The conjugal union was established by God right from the moment of the creation of man and woman, but unfortunately it is now neglected in so many places. The family is so mistreated! An attempt is made to present as normal situations that are a very grave attack on God’s creative and saving plan. In many places and environments (not only among individuals, but even the public authorities, through laws and government decisions), the family institution is weakened and people try to change it into something very different. They fail to realize—the devil is very skilled at blinding intellects—that by emptying the concept of the family, they cause immense damage to civil society.

Data excerpt:
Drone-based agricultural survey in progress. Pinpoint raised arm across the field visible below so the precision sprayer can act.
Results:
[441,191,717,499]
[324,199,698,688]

Work to do: Pick up the passage on marriage and the family after its final sentence and carry it on. The material has nothing to do with what comes next.

Answer:
This past Sunday we celebrated the feast of the Holy Family. On that day, as we do every year, we renewed the consecration of our parents, sisters and brothers, to the Holy Family of Nazareth, as our Founder established for that feast day. And we invited our relatives and friends, and all those who take part in the Prelature’s apostolic work, to unite themselves with us in that act. As always, we have prayed for all the Christian homes in the world, asking that they may be and live in accord with the divine model shown to us in Bethlehem and in Nazareth.

During this Marian year we are praying especially for this intention. Perhaps we can make use of an aspiration that will help us to keep it present. Our Father frequently prayed: “Jesus, Mary and Joseph, may I always be with the Three.” We will ask insistently that all the families on earth may always be well protected by the Holy Family of Nazareth.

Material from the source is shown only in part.